EXERCISE AIM:
Replace every "positive clicks" in the material with "foreground clicks" and keep all other text unchanged. Leave the pictures out of your answer.

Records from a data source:
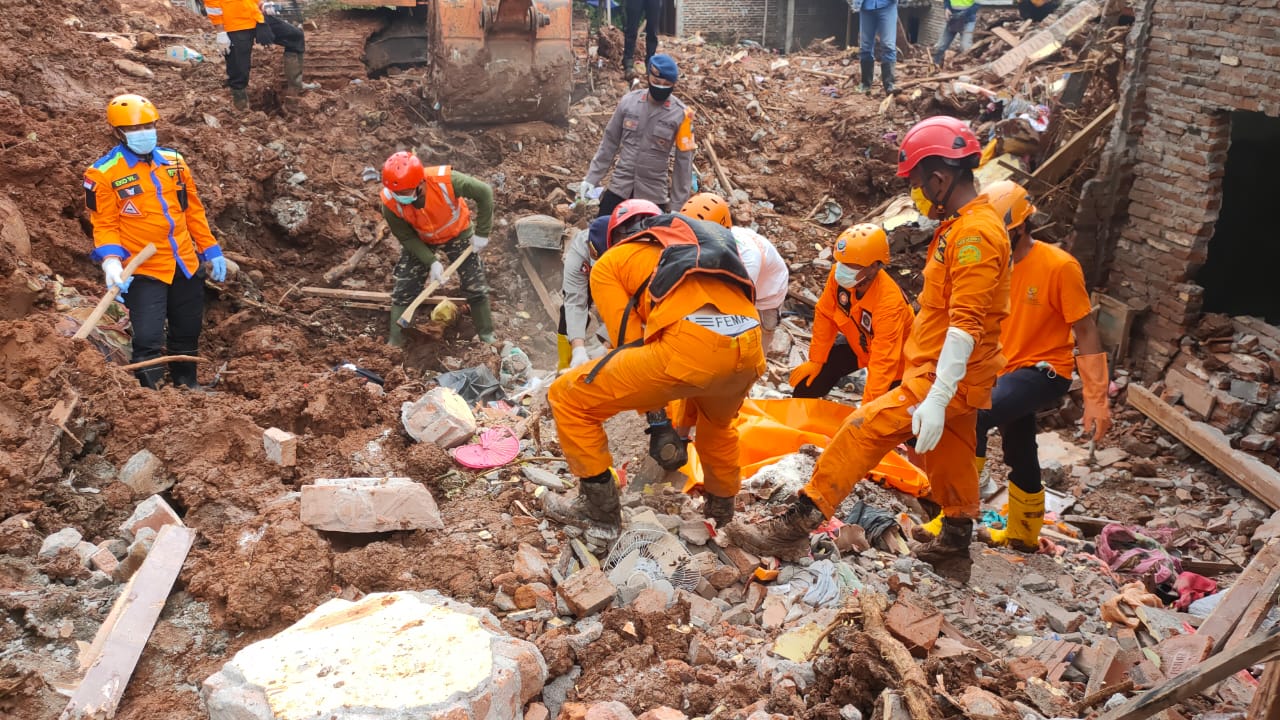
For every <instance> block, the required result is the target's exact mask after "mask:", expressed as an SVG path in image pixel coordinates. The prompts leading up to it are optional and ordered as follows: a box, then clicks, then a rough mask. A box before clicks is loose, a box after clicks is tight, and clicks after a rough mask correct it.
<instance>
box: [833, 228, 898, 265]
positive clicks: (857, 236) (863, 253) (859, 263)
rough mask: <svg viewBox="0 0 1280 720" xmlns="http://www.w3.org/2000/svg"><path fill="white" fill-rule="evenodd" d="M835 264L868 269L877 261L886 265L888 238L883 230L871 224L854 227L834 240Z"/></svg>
mask: <svg viewBox="0 0 1280 720" xmlns="http://www.w3.org/2000/svg"><path fill="white" fill-rule="evenodd" d="M833 258H835V259H836V261H837V263H841V264H844V265H856V266H859V268H869V266H870V264H872V263H874V261H877V260H879V261H881V263H883V264H886V265H888V236H887V234H884V231H883V228H881V227H879V225H877V224H873V223H863V224H860V225H854V227H851V228H849V229H846V231H845V232H842V233H840V237H837V238H836V252H835V255H833Z"/></svg>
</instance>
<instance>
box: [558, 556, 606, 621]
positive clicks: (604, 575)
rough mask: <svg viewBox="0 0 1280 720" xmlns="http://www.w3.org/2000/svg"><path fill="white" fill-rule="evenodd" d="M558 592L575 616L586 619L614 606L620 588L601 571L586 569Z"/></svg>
mask: <svg viewBox="0 0 1280 720" xmlns="http://www.w3.org/2000/svg"><path fill="white" fill-rule="evenodd" d="M557 591H558V592H559V596H561V597H562V598H564V603H566V605H568V609H570V610H571V611H572V612H573V615H577V616H579V618H586V616H588V615H595V614H596V612H599V611H602V610H604V609H605V607H608V606H609V605H612V603H613V596H614V594H617V592H618V588H616V587H614V585H613V583H611V582H609V578H608V577H607V575H605V574H604V573H603V571H600V569H598V568H585V569H582V570H579V571H577V573H573V574H572V575H570V577H568V578H566V579H564V582H563V583H561V585H559V587H558V588H557Z"/></svg>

ANSWER:
For every <instance> block, the required result is the target's exact mask after "mask:", expressed as an SVG path in image pixel coordinates. The prompts leading up to it are optional and ordered as follows: a box, then clicks, then a rough mask. A box before clicks is loose, a box after clicks is tight, and clicks after a rough mask correct it.
<instance>
box: [833, 228, 898, 265]
foreground clicks: (857, 236) (863, 253) (859, 263)
rough mask: <svg viewBox="0 0 1280 720" xmlns="http://www.w3.org/2000/svg"><path fill="white" fill-rule="evenodd" d="M835 264L868 269L877 261L886 265L888 238L883 230L871 224L854 227L834 240Z"/></svg>
mask: <svg viewBox="0 0 1280 720" xmlns="http://www.w3.org/2000/svg"><path fill="white" fill-rule="evenodd" d="M833 258H835V259H836V261H837V263H841V264H844V265H856V266H859V268H869V266H870V264H872V263H874V261H877V260H879V261H881V263H883V264H886V265H888V236H887V234H884V231H883V228H881V227H879V225H877V224H873V223H863V224H860V225H854V227H851V228H849V229H846V231H845V232H842V233H840V237H837V238H836V252H835V255H833Z"/></svg>
</instance>
<instance>
box: [558, 556, 606, 621]
foreground clicks: (604, 575)
rough mask: <svg viewBox="0 0 1280 720" xmlns="http://www.w3.org/2000/svg"><path fill="white" fill-rule="evenodd" d="M558 592L575 616L586 619L614 606L620 588L601 571L586 569Z"/></svg>
mask: <svg viewBox="0 0 1280 720" xmlns="http://www.w3.org/2000/svg"><path fill="white" fill-rule="evenodd" d="M557 591H558V592H559V596H561V597H562V598H564V603H566V605H568V609H570V610H571V611H572V612H573V615H577V616H579V618H586V616H588V615H595V614H596V612H599V611H602V610H604V609H605V607H608V606H609V605H612V603H613V596H614V594H617V592H618V588H616V587H614V585H613V583H611V582H609V578H608V577H607V575H605V574H604V573H603V571H600V569H598V568H585V569H582V570H579V571H577V573H573V574H572V575H570V577H568V578H566V579H564V582H563V583H561V585H559V587H558V588H557Z"/></svg>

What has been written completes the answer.